• _The exercise_
Extract exactly and only the lines from the one containing "indicate the green foliage, one" through the end of the entries below. Pictures should not appear in the copy.

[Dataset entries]
::::
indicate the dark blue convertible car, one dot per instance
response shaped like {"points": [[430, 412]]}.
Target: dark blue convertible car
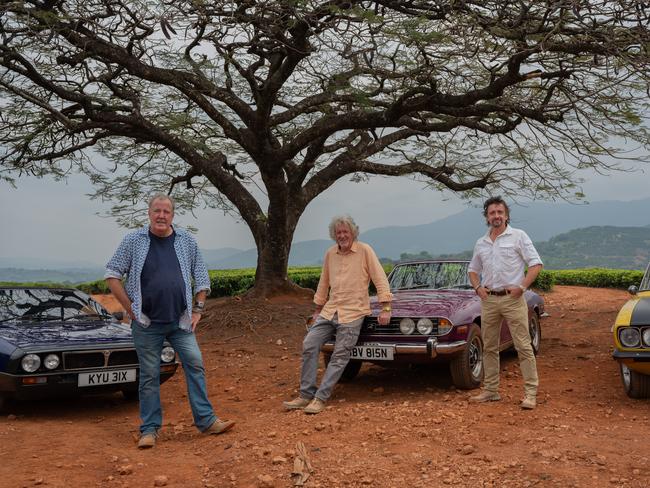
{"points": [[58, 341]]}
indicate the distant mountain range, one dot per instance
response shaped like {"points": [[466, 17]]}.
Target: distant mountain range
{"points": [[612, 234], [607, 247], [458, 232]]}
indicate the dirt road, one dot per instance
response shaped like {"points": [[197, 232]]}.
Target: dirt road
{"points": [[388, 428]]}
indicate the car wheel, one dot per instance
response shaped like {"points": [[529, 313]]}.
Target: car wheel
{"points": [[130, 395], [636, 385], [467, 368], [535, 330], [351, 370]]}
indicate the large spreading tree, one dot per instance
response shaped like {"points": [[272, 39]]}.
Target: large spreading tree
{"points": [[257, 107]]}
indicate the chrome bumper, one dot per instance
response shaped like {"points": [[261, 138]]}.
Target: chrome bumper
{"points": [[431, 349]]}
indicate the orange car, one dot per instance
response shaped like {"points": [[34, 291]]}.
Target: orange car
{"points": [[632, 340]]}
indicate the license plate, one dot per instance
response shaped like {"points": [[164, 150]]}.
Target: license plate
{"points": [[106, 377], [373, 353]]}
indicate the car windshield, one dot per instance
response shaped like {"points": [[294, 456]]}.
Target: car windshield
{"points": [[45, 304], [645, 282], [433, 275]]}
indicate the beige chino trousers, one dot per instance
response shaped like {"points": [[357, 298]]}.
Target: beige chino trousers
{"points": [[515, 311]]}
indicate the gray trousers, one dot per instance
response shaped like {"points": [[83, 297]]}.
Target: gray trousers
{"points": [[319, 333]]}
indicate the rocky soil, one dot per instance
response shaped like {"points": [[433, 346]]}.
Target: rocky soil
{"points": [[388, 428]]}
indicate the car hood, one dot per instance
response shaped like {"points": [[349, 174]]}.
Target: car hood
{"points": [[636, 311], [452, 304], [24, 334]]}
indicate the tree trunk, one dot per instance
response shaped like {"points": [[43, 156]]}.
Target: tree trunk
{"points": [[273, 249]]}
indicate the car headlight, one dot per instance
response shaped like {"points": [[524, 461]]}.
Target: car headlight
{"points": [[51, 361], [629, 336], [444, 326], [30, 363], [406, 326], [646, 336], [168, 354], [425, 326]]}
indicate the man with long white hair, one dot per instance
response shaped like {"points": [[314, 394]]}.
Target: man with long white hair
{"points": [[342, 302]]}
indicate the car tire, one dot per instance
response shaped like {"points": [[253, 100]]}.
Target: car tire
{"points": [[351, 370], [130, 395], [636, 385], [467, 368], [535, 331]]}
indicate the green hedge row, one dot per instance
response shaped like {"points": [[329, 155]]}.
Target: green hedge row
{"points": [[594, 277], [230, 282]]}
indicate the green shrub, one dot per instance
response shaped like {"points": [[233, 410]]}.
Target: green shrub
{"points": [[597, 277], [544, 281], [231, 282]]}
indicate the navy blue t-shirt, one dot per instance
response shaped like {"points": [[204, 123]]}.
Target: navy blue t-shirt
{"points": [[163, 287]]}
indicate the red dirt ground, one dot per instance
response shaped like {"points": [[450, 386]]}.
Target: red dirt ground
{"points": [[388, 428]]}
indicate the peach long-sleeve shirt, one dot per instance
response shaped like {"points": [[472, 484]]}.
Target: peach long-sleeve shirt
{"points": [[346, 277]]}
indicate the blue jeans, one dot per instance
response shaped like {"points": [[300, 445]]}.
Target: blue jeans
{"points": [[346, 336], [148, 344]]}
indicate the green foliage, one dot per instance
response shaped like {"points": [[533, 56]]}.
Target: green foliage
{"points": [[602, 246], [231, 282], [597, 277], [544, 281]]}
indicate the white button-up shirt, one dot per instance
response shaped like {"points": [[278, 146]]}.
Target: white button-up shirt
{"points": [[501, 263]]}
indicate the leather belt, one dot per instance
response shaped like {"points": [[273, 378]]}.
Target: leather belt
{"points": [[499, 293]]}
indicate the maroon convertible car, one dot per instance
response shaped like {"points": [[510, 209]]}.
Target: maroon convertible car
{"points": [[436, 316]]}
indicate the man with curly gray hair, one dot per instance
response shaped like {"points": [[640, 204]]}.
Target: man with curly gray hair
{"points": [[342, 302]]}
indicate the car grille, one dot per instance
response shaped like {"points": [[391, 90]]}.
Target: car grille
{"points": [[99, 359], [371, 326]]}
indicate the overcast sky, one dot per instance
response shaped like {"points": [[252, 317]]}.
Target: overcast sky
{"points": [[55, 219]]}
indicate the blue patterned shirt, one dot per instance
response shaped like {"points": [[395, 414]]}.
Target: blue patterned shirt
{"points": [[129, 260]]}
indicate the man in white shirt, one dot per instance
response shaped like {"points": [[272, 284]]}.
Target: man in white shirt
{"points": [[497, 275]]}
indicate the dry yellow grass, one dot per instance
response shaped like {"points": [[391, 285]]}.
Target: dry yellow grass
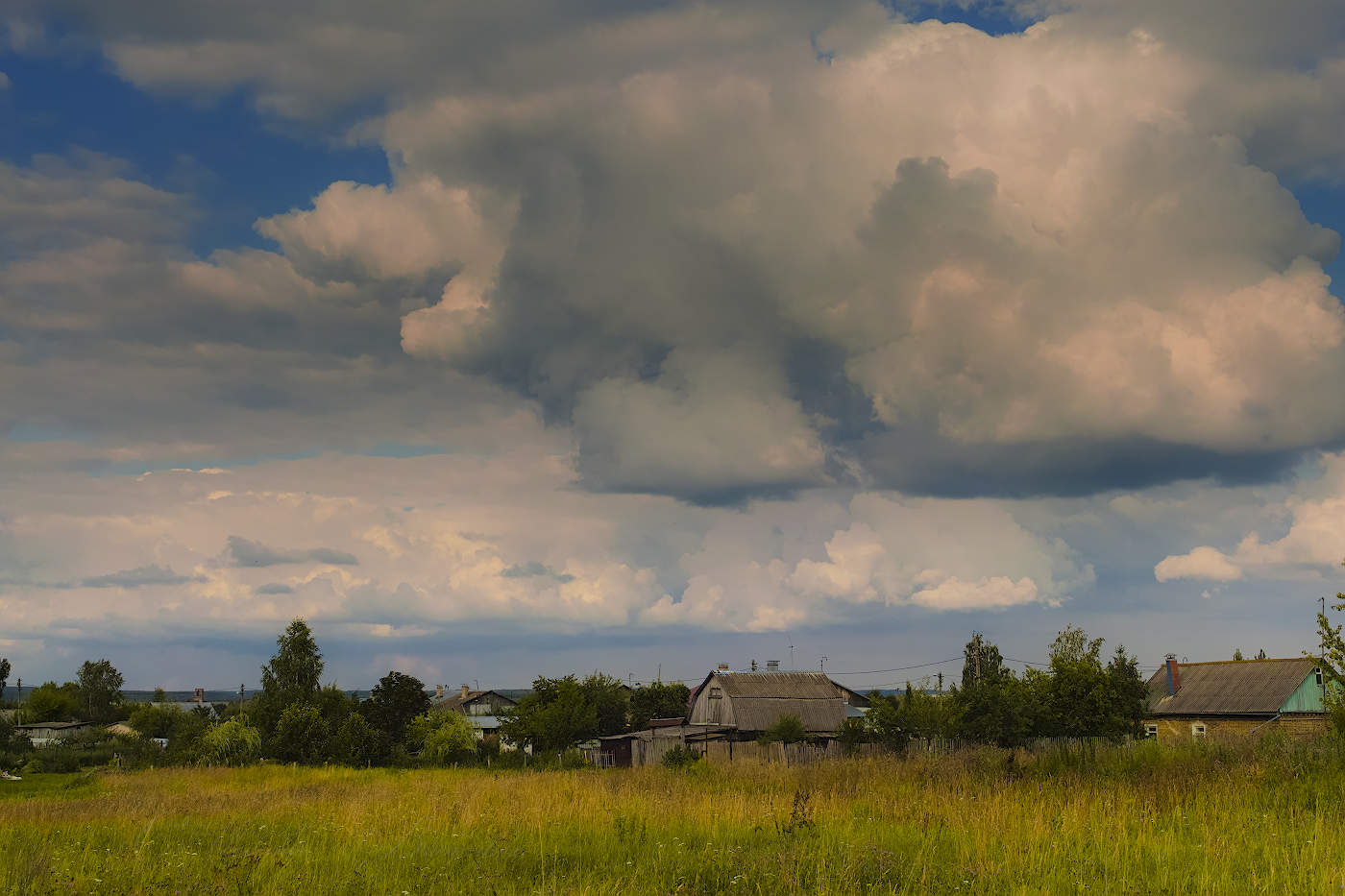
{"points": [[1137, 821]]}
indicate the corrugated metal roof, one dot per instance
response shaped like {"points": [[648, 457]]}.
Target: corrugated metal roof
{"points": [[1251, 687], [797, 685], [759, 714]]}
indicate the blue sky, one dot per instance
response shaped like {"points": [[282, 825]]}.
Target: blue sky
{"points": [[662, 343]]}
::::
• _Exercise result_
indicate the green foliage, one dot per instance
response shaped like {"points": [[533, 56]]}.
Target: green foliage
{"points": [[602, 246], [231, 282], [597, 277], [544, 281]]}
indicate the white button-up shirt, one dot per instance
response shaped like {"points": [[278, 146]]}.
Target: white button-up shirt
{"points": [[501, 263]]}
indicate the leather belt, one dot per instance
response shaped like {"points": [[273, 378]]}.
Target: leather belt
{"points": [[499, 293]]}
indicate the maroon convertible car, one dot per instance
response shaped like {"points": [[510, 209]]}.
Target: maroon convertible car
{"points": [[436, 316]]}
indicate the man with curly gray hair, one dot per instance
response shaped like {"points": [[640, 204]]}.
Target: man with curly gray hair
{"points": [[342, 302]]}
indicate the car grille, one dot per instance
response shaped like {"points": [[391, 90]]}.
Target: car grille
{"points": [[99, 359], [371, 326]]}
indicate the overcast sky, one dot per instance
response shaped like {"points": [[252, 317]]}.
Target: overcast sky
{"points": [[55, 219]]}
indicate the blue patterned shirt, one dot per instance
response shaped like {"points": [[395, 414]]}.
Target: blue patterned shirt
{"points": [[129, 260]]}
indicate the man in white shirt, one dot per instance
response shaped like {"points": [[272, 284]]}.
Target: man in white shirt
{"points": [[497, 275]]}
indicate the dry yellow grass, one dot per instance
response shaped like {"points": [[391, 285]]}.
Target: dry yellow grass
{"points": [[1137, 821]]}
indicate the corrugated metal roof, one dot per instance
response shaped like {"points": [[648, 457]]}.
Target: corrugated metal roof
{"points": [[1251, 687], [797, 685], [759, 714]]}
indicate the blue sky, one dot per instance
response shaped like {"points": [[282, 825]]}.
Target: blue sky
{"points": [[662, 343]]}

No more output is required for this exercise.